Format the lines below as a JSON list of strings, one string per line, with blank lines and pictures left out.

######

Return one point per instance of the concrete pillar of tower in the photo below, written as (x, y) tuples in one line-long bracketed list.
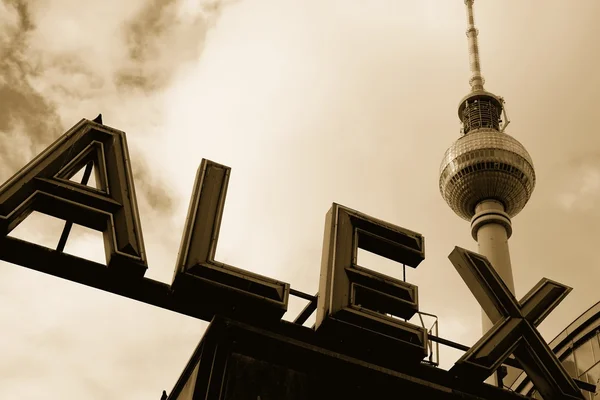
[(491, 228)]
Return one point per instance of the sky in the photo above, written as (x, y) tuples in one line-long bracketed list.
[(310, 103)]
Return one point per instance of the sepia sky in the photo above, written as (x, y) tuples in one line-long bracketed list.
[(310, 102)]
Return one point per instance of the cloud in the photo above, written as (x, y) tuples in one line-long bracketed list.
[(160, 38), (27, 120), (581, 190), (55, 72)]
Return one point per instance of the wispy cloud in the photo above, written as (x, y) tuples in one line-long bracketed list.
[(580, 191)]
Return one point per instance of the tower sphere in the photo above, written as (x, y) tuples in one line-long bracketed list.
[(486, 164)]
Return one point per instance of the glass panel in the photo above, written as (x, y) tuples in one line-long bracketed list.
[(593, 376), (596, 347), (569, 365), (584, 357)]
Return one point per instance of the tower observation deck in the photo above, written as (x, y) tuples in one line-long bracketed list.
[(486, 175)]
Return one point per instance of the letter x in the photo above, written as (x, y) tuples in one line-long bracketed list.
[(514, 330)]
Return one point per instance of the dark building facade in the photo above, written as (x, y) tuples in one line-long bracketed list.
[(578, 349)]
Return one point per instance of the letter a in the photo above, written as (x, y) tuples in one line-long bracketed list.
[(43, 185)]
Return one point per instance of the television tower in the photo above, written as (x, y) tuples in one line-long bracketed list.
[(486, 176)]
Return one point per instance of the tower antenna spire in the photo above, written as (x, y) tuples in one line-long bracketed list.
[(476, 80)]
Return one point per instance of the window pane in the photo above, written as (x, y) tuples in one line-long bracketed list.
[(569, 365), (596, 347), (593, 376), (584, 357)]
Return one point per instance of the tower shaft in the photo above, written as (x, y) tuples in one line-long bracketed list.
[(491, 227)]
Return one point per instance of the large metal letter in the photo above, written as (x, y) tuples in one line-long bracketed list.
[(220, 288), (351, 295), (43, 185), (514, 330)]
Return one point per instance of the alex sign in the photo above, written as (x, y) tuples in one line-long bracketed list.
[(354, 302)]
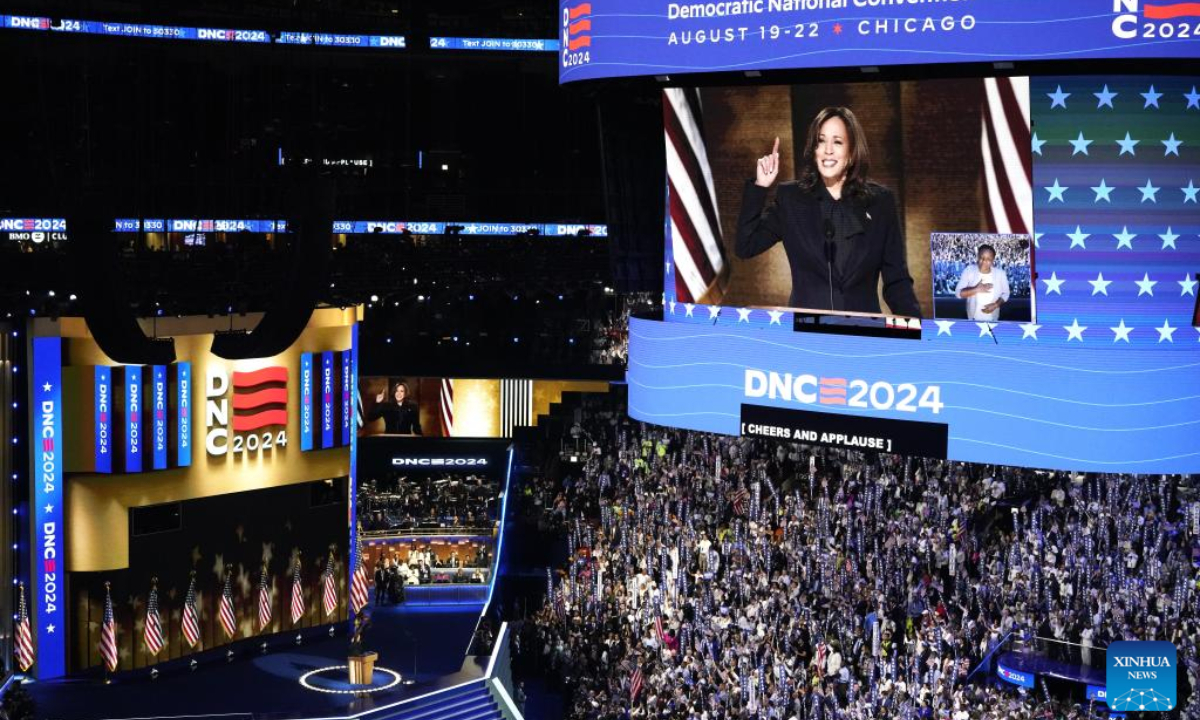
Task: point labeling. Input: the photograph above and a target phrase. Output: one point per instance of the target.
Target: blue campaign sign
(103, 419)
(347, 393)
(327, 399)
(604, 39)
(184, 423)
(510, 45)
(306, 419)
(1043, 406)
(48, 570)
(159, 418)
(1023, 679)
(135, 435)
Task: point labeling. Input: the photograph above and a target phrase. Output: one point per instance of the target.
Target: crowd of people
(714, 577)
(954, 252)
(401, 503)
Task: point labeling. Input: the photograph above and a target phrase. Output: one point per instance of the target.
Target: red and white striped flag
(701, 270)
(25, 654)
(297, 594)
(264, 600)
(225, 611)
(359, 580)
(108, 633)
(447, 407)
(329, 587)
(1007, 155)
(154, 623)
(191, 616)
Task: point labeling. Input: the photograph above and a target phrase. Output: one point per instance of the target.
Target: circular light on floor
(352, 690)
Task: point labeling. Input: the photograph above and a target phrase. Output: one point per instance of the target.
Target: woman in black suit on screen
(840, 231)
(400, 414)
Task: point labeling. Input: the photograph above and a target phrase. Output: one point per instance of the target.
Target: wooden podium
(363, 669)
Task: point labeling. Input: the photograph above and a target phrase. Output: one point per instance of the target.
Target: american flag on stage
(359, 580)
(25, 655)
(225, 611)
(635, 684)
(108, 633)
(699, 255)
(329, 587)
(191, 616)
(154, 622)
(447, 397)
(1007, 161)
(264, 600)
(297, 594)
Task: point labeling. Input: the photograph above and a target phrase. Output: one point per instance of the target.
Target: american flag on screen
(1117, 199)
(447, 397)
(699, 253)
(153, 633)
(264, 599)
(25, 654)
(297, 593)
(108, 633)
(225, 611)
(329, 587)
(191, 621)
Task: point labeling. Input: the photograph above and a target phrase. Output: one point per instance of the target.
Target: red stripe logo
(1175, 10)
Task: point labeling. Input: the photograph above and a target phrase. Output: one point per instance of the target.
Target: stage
(433, 639)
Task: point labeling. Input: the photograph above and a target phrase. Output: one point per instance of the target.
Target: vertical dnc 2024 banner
(604, 39)
(48, 553)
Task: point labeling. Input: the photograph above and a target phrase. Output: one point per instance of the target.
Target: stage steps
(469, 702)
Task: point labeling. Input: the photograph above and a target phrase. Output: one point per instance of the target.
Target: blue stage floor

######

§ Final result:
[
  "Return one point per instance of the concrete pillar of tower in the photo below, written as (x, y) tuples in one line-long bracketed list.",
  "[(491, 228)]",
  "Return one point per instance of the sky in the photo above, written as (x, y) tuples in one line-long bracketed list.",
  "[(310, 103)]",
  "Return one point per instance of the sepia sky in the photo above, written as (x, y) tuples in one line-long bracketed list.",
  "[(310, 102)]",
  "Return one point per instance of the cloud in the photo above, written as (x, y) tuples in one line-long bracketed list.",
  "[(160, 38), (27, 120), (581, 190), (55, 72)]",
  "Return one point per instance of the wispy cloud in the photo above, written as (x, y) tuples in one line-long bracketed list.",
  "[(580, 191)]",
  "Return one point per instance of the tower sphere in the photo above, written as (x, y) tuples in one line-long bracketed list.",
  "[(486, 164)]",
  "Return one point per instance of the glass panel in the photo above, written as (x, y) tuples in one line-long bracketed list.",
  "[(593, 376), (596, 347), (569, 365), (584, 357)]",
  "Return one point per instance of the tower observation deck in the photo above, written as (x, y) tuples in one line-long bracketed list.",
  "[(486, 175)]",
  "Return one point per instance of the letter x in the photo above, written as (x, y) tuples in one line-long bracketed list.",
  "[(514, 330)]",
  "Return one point per instance of the dark building facade in the photo above, written as (x, y) tuples in one line-long bracketed list.",
  "[(578, 349)]",
  "Return one point per instance of the letter a in the photo above, written as (x, y) tuples in one line-long bracketed list.",
  "[(43, 185)]",
  "Return one point per instance of the television tower in the photo above, written as (x, y) tuples in one line-long bracketed list.",
  "[(486, 176)]",
  "Return one point per instance of the tower antenna spire in the photo above, written as (x, y) tuples in one line-long bracketed list.",
  "[(476, 80)]",
  "Return one point per instance of the window pane in the photo above, written as (x, y) tuples in one line-long bracketed list.",
  "[(569, 365), (596, 347), (593, 376), (584, 357)]",
  "Return one point per instance of the tower shaft in the photo above, written as (x, y) tuples in one line-long bracketed list.",
  "[(491, 227)]",
  "Return one point per instance of the large metal letter in the photo above, written as (x, y) tuples in one line-long bracketed list.",
  "[(220, 288), (351, 295), (43, 185), (514, 330)]",
  "Return one point per instance of the alex sign in the photo above, written as (x, y) tuples in one line-long bracketed list.",
  "[(354, 302)]",
  "Task: point labeling. Input: the photograph above and a target phrase. Output: one point per instance of the target.",
  "Target: blue campaign sign",
  "(103, 419)",
  "(347, 393)",
  "(327, 399)",
  "(604, 39)",
  "(184, 423)",
  "(510, 45)",
  "(306, 419)",
  "(1043, 406)",
  "(48, 570)",
  "(159, 418)",
  "(1023, 679)",
  "(135, 435)",
  "Task: point labeling. Input: the photograph above and a target phrase. Output: one point per instance of the target.",
  "Target: crowd of people",
  "(714, 577)",
  "(954, 252)",
  "(401, 503)",
  "Task: point labeling. Input: the photograph above and a target phrase. Output: one point per instance of the target.",
  "Target: red and white striped flag",
  "(701, 270)",
  "(25, 654)",
  "(297, 594)",
  "(264, 600)",
  "(225, 611)",
  "(359, 580)",
  "(108, 633)",
  "(447, 407)",
  "(329, 587)",
  "(1007, 155)",
  "(154, 623)",
  "(191, 616)",
  "Task: point labeling. Input: the photograph above and a target phrase. Output: one point per instance of the target.",
  "Target: circular light on floor",
  "(352, 690)",
  "Task: point labeling. Input: the photograph above and a target phrase. Output: one point per instance of the target.",
  "Target: woman in black suit on screen",
  "(840, 231)",
  "(400, 414)",
  "Task: point labeling. Input: the photograph above and a target phrase. Output: one point per instance of the target.",
  "Target: wooden podium",
  "(363, 669)",
  "Task: point labeling. Input: the photograph above and a target phrase. Output: one point per instance of the target.",
  "Target: american flag on stage",
  "(359, 580)",
  "(25, 655)",
  "(225, 611)",
  "(635, 684)",
  "(108, 633)",
  "(699, 255)",
  "(329, 587)",
  "(191, 616)",
  "(154, 622)",
  "(447, 397)",
  "(1007, 161)",
  "(264, 600)",
  "(297, 594)",
  "Task: point labeling. Input: the photograph above and a target phrase. Output: one point per instance of the target.",
  "Target: american flag on screen",
  "(1117, 199)",
  "(447, 397)",
  "(699, 253)",
  "(153, 633)",
  "(264, 599)",
  "(25, 654)",
  "(297, 593)",
  "(108, 633)",
  "(225, 611)",
  "(329, 587)",
  "(191, 621)",
  "Task: point labeling. Input: the photograph above and a target phrase. Output: one point per instance of the target.",
  "Target: red stripe logo",
  "(1175, 10)",
  "Task: point labeling. Input: the photograph above and a target phrase. Output: one point per instance of the target.",
  "Target: stage",
  "(433, 639)",
  "Task: point labeling. Input: the photograph above and a target phrase. Output: one point per instance of the target.",
  "Target: vertical dnc 2024 banner",
  "(604, 39)",
  "(48, 553)",
  "Task: point labeling. Input: the photograph above and a target phrase. Output: one point per instance of the target.",
  "Target: stage steps",
  "(469, 702)",
  "Task: point labeling. Input: the photograph above and a target phrase. Output: one point per instance of the target.",
  "Target: blue stage floor"
]